== SUPPLIED RECORDS ==

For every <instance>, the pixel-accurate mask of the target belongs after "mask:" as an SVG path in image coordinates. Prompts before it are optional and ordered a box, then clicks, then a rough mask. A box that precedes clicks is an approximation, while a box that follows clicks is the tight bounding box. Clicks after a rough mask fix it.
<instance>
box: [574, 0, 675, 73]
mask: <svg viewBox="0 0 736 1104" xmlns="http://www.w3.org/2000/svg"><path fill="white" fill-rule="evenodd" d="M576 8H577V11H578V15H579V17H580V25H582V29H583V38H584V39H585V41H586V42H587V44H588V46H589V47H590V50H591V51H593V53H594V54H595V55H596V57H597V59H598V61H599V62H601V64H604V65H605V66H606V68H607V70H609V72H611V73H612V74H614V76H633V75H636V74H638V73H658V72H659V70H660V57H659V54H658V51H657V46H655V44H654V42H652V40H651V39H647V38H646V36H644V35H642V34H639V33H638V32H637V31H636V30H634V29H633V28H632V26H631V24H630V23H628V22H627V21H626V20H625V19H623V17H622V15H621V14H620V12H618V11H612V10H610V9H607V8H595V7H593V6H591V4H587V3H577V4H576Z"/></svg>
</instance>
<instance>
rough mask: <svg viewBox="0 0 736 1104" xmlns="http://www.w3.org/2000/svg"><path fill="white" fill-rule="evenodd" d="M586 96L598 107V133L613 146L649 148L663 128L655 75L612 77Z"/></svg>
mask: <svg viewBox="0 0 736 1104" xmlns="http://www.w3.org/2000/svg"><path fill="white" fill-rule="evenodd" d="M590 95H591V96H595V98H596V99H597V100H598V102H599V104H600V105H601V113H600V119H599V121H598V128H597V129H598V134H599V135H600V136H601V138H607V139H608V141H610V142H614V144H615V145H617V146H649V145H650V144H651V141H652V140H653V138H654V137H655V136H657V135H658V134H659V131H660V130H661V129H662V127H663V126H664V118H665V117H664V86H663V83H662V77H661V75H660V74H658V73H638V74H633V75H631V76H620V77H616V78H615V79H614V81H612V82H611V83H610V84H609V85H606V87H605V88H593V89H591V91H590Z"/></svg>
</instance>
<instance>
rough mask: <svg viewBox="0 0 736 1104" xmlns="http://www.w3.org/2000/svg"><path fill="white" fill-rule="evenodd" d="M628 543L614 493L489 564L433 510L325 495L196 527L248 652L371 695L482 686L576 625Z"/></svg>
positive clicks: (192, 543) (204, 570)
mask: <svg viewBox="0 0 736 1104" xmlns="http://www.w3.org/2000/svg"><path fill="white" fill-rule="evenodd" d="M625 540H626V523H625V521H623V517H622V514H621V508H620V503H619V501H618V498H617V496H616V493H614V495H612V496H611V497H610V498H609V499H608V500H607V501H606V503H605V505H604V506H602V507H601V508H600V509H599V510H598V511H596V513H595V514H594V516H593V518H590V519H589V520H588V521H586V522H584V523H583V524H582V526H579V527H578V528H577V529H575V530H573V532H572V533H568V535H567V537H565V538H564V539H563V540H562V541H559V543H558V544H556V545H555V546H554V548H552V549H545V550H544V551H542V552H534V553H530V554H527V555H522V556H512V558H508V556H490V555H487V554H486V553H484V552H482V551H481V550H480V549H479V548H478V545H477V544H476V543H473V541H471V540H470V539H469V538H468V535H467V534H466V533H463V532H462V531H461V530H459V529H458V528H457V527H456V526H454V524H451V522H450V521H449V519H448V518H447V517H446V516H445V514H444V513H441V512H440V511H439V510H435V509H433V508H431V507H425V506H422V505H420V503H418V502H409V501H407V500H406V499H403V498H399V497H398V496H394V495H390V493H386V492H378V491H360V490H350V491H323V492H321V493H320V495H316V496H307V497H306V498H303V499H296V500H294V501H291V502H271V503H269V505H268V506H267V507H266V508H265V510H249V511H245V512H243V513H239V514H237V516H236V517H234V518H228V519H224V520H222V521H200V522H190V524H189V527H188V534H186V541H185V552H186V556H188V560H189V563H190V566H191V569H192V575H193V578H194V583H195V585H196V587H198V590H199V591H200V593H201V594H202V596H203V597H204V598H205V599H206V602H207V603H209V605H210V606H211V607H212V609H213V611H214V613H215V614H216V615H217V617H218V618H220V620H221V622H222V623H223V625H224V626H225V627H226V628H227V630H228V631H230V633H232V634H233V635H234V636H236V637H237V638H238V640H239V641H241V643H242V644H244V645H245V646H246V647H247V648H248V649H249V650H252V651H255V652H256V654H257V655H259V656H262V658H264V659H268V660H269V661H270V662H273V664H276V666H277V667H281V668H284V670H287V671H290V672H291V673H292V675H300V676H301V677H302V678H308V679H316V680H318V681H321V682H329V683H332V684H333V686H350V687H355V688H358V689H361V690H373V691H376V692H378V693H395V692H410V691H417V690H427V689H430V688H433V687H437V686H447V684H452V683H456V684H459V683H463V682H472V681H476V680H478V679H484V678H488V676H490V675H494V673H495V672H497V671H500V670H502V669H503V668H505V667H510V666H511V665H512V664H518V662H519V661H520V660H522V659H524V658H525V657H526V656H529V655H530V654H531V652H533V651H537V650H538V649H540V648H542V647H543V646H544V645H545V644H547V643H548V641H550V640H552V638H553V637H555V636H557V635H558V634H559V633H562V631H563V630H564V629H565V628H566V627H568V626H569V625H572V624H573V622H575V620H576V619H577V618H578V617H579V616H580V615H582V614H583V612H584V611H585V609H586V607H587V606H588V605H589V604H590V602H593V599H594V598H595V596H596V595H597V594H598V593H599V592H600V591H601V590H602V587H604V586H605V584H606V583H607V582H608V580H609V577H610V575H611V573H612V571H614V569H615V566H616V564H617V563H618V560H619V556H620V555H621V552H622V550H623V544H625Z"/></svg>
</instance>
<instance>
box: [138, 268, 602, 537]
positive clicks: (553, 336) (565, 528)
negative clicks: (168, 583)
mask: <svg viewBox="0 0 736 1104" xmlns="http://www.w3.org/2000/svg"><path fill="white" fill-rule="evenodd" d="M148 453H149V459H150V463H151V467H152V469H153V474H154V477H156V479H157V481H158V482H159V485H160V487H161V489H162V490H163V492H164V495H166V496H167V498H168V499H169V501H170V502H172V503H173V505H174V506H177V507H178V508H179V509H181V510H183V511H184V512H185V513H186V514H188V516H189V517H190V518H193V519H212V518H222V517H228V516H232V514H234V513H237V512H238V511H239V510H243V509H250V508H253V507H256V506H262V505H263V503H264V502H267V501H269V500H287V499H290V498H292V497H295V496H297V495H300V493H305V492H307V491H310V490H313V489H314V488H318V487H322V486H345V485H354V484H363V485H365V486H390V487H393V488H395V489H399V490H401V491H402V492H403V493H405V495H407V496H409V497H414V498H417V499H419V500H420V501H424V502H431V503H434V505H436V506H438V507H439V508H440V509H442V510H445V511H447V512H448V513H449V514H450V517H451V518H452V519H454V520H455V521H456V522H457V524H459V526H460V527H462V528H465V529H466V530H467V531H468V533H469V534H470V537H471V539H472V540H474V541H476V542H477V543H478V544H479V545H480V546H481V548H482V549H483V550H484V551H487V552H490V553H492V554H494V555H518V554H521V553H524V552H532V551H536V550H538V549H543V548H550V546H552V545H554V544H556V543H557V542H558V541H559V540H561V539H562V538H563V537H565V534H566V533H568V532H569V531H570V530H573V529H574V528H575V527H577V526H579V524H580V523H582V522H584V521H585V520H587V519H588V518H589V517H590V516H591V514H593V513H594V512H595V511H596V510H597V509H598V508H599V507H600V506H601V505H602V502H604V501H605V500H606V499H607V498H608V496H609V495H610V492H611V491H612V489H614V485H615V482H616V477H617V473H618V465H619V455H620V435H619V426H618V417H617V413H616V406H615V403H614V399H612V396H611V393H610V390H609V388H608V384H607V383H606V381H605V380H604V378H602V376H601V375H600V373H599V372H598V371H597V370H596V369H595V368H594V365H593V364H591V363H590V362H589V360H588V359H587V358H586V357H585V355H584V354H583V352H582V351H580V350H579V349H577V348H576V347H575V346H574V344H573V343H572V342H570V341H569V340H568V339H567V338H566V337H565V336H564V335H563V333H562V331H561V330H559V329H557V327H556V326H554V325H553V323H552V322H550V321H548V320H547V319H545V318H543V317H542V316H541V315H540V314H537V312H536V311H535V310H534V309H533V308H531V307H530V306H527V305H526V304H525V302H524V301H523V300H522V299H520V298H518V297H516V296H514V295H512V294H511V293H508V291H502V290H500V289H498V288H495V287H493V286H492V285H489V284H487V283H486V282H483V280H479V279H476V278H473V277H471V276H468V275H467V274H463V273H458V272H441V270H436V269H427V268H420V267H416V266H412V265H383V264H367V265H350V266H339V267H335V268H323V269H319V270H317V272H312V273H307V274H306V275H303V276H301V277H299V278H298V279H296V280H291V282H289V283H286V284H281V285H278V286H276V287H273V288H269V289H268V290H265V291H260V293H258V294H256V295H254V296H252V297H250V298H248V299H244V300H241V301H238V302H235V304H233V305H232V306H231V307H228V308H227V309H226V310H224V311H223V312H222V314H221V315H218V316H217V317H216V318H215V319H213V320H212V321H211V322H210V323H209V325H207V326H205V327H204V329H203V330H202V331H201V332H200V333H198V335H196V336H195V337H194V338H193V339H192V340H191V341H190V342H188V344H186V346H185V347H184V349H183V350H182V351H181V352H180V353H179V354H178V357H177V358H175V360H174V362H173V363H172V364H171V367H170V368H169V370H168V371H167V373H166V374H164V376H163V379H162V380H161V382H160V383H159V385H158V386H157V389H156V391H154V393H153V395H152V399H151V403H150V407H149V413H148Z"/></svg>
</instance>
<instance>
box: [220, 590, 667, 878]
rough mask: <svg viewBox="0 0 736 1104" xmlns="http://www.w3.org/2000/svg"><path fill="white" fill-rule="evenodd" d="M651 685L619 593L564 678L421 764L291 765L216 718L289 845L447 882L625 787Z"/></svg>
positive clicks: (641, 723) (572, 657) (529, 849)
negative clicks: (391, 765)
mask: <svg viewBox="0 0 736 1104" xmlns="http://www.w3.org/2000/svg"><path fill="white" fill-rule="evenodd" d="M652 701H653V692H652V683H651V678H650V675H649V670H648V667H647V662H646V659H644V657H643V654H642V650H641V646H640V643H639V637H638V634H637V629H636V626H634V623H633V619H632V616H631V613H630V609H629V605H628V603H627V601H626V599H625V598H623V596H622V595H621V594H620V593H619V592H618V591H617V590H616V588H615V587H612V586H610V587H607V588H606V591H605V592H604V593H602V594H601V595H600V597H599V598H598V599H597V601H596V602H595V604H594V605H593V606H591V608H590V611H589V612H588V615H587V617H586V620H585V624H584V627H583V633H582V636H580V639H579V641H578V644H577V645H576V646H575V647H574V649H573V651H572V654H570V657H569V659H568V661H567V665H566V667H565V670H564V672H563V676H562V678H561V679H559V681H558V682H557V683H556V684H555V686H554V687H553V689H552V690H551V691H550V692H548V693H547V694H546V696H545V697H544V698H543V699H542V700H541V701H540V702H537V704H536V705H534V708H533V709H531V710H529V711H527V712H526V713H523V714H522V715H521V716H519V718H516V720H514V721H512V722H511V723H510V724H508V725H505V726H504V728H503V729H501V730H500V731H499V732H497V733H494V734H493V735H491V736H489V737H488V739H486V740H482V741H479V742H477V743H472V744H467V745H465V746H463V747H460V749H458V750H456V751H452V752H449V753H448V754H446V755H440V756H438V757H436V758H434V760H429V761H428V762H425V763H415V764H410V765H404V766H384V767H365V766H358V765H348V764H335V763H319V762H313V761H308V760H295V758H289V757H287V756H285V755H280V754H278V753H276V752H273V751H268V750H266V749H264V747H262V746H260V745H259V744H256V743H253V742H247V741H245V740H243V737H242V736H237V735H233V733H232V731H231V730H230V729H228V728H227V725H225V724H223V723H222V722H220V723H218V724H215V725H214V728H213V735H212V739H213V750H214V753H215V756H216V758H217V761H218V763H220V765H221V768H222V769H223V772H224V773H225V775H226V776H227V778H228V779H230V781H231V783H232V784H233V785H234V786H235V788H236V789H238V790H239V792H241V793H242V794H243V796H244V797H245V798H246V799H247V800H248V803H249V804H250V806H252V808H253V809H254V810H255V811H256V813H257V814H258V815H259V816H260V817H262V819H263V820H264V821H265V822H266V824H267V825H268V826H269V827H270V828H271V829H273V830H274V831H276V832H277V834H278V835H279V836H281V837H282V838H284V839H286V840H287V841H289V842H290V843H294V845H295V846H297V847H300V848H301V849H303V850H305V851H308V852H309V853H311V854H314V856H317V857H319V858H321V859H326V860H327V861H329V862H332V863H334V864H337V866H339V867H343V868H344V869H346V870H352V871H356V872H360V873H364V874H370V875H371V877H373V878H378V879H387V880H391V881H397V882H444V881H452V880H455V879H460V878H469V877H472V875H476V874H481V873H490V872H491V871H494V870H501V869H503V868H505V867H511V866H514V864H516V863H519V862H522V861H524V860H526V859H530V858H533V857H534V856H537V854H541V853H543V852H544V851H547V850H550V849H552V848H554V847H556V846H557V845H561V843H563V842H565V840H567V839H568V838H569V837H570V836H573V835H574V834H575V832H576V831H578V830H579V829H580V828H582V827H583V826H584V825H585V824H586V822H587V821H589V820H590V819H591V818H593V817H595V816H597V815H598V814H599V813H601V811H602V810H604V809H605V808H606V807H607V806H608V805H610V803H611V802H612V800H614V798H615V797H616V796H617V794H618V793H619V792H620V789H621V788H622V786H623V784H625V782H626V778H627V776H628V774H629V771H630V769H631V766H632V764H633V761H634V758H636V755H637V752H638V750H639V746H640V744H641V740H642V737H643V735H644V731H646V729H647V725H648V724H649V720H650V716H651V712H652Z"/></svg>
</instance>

===

ASSIGNMENT:
What you give back should be exactly the lines of the data above from the line with "box: [138, 268, 602, 537]" through the line with "positive clicks: (553, 336) (565, 528)", both of those included, and nothing more.

PROBLEM SOLUTION:
box: [138, 268, 602, 537]
positive clicks: (553, 336) (565, 528)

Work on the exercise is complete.